Brian's Song: Why the PSPRS Board of Trustees Chairman toes the line for PSPRS' administration

Before we get into other issues, let's talk about PSPRS' returns.  The following table shows PSPRS' investment returns, gross of fees*, versus the Russell 3000 through November 2016, the fifth month of the current fiscal year (FY), with the FY end 2014, 2015, and 2016 returns included for comparison: 
Report PSPRS PSPRS Russell 3000 Russell 3000
Date Month End Fiscal YTD Month End Fiscal YTD
6/30/2014 0.78% 13.82% 2.51% 25.22%
6/30/2015 -0.73% 4.21% -1.67% 7.29%
6/30/2016 -0.32% 1.06% 0.21% 2.14%

7/31/2016 1.62% 1.62% 3.97% 3.97%
8/30/2016 1.76% 3.40% 0.26% 4.23%
9/30/2016 0.71% 4.14% 0.16% 4.40%
10/31/2016 -0.27% 3.86% -2.16% 2.14%
11/30/2016 1.17% 5.07% 4.48% 6.71%
12/31/2016 1.30% 6.43% 1.95% 8.79%

There is usually about a two-month lag in PSPRS reporting its investment returns.   Another good month for both PSPRS and the Russell 3000.  PSPRS lags the Russell 3000, but a 6.43% return for the first half of the fiscal year is terrific.  As of yesterday the Russell 3000 is, coincidentally, up exactly 6.43% for the first two and a half months of 2017, so there should, hopefully, be more gains for PSPRS in February and March 2017.  The only question is how closely PSPRS' gains will correlate to the Russell 3000's.

Records excerpted from a collection.
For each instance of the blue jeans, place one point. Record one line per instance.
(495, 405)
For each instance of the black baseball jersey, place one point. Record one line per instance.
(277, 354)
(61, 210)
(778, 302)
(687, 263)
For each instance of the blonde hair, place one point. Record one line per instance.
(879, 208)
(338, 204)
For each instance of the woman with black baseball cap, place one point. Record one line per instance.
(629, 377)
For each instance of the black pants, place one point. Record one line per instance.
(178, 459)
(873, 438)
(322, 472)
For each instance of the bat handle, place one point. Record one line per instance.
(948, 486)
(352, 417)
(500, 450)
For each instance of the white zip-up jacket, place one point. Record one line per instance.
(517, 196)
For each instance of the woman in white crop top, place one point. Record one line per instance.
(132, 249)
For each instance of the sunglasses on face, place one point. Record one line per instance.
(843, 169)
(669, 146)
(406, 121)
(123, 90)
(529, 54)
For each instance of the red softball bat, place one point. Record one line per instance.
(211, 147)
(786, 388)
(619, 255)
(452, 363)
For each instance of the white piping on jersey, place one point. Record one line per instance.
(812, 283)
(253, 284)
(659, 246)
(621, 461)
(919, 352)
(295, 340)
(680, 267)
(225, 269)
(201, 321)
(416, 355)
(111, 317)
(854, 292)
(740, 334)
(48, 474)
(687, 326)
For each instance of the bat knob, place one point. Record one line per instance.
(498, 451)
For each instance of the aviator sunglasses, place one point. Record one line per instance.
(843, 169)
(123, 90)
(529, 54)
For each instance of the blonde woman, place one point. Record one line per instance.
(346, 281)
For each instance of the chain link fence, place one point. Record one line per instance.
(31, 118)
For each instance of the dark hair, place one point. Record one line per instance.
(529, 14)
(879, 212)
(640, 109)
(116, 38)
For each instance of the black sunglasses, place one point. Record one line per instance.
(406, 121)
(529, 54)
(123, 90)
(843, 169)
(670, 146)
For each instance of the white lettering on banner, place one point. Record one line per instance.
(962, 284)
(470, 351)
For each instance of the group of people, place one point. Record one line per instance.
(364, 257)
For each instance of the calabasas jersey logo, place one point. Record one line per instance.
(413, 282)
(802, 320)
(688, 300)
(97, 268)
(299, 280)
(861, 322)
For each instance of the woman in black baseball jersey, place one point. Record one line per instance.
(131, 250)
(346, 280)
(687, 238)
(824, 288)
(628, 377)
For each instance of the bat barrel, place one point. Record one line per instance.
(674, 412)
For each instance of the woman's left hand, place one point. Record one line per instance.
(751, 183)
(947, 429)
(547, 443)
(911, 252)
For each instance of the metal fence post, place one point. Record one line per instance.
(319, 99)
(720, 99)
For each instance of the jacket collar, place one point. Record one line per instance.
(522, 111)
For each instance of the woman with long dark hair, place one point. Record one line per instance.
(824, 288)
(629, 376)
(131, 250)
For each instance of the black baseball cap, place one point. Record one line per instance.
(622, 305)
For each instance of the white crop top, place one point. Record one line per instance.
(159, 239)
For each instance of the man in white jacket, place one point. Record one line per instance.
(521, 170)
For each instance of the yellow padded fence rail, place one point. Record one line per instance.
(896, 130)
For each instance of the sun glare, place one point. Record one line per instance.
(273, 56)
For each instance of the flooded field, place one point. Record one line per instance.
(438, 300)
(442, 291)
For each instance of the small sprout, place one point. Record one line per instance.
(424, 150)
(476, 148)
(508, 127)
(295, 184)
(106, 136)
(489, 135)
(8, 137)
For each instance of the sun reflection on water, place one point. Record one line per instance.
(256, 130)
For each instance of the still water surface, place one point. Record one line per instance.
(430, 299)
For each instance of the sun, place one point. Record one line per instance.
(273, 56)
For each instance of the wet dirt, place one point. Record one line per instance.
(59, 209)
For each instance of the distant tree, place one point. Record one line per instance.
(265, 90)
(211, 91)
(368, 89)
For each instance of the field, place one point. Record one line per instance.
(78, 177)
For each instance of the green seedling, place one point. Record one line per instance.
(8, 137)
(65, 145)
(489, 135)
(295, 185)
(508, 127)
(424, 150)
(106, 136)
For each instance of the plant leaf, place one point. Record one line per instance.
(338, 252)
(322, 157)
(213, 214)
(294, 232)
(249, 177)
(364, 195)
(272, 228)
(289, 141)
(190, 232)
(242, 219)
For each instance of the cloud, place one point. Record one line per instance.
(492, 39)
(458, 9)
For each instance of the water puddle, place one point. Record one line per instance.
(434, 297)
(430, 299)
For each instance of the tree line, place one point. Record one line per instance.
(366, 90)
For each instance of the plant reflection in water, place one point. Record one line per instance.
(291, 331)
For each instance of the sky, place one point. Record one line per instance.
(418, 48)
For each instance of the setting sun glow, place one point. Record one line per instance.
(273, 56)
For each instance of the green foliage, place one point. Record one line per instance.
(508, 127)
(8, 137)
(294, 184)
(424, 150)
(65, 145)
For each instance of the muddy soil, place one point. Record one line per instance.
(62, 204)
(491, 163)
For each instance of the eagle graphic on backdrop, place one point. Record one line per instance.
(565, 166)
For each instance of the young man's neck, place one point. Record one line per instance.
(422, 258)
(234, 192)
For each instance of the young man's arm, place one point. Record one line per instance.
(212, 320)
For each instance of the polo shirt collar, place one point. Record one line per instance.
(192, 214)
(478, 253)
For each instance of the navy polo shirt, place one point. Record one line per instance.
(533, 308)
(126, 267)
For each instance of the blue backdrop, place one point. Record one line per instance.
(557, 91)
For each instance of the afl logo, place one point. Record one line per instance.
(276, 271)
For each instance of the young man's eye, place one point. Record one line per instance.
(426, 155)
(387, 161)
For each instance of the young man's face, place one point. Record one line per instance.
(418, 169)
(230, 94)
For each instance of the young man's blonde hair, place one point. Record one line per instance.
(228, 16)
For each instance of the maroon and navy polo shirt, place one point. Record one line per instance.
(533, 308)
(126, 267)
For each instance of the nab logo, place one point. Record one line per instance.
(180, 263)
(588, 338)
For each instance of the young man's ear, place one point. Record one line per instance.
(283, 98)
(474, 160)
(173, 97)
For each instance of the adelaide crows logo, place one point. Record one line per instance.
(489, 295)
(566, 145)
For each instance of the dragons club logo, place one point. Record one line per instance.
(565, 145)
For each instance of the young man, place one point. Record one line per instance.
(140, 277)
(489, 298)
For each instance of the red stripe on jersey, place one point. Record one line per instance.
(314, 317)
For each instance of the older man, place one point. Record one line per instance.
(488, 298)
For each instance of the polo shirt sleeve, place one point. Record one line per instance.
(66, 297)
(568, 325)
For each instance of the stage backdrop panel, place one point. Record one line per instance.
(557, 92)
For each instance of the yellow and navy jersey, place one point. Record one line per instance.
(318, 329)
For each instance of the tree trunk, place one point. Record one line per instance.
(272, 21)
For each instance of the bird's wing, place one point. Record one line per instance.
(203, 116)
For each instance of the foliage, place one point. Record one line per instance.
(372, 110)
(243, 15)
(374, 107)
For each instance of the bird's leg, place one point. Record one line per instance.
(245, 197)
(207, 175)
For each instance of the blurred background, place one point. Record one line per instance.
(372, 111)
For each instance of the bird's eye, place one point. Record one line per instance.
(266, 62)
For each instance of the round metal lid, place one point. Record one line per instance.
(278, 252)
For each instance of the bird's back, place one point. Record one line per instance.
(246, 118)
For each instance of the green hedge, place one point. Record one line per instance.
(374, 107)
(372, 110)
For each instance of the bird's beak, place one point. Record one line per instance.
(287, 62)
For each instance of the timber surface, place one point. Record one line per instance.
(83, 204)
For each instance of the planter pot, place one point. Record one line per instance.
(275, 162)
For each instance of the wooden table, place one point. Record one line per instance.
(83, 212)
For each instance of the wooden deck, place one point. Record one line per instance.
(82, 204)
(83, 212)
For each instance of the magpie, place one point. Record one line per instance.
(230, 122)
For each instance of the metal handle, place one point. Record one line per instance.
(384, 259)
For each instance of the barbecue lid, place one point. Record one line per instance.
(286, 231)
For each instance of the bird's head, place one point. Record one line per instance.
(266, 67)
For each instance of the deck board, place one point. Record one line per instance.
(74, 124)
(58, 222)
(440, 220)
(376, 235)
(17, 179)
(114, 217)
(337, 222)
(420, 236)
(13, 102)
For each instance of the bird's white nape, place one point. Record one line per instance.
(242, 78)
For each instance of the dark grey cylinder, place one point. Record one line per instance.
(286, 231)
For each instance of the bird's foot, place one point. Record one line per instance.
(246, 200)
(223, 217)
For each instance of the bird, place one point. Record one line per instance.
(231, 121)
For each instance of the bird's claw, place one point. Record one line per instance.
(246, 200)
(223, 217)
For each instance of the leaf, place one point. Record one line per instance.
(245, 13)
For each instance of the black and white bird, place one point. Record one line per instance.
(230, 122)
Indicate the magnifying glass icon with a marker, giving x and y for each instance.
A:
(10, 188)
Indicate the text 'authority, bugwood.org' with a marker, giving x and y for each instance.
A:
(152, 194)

Direction. Set down word for word the part of the PSPRS returns passage above starting at "There is usually" and ending at "the Russell 3000's.".

Answer to the problem.
There is usually about a two-month lag in PSPRS reporting its investment returns.   Another good month for both PSPRS and the Russell 3000.  PSPRS lags the Russell 3000, but a 6.43% return for the first half of the fiscal year is terrific.  As of yesterday the Russell 3000 is, coincidentally, up exactly 6.43% for the first two and a half months of 2017, so there should, hopefully, be more gains for PSPRS in February and March 2017.  The only question is how closely PSPRS' gains will correlate to the Russell 3000's.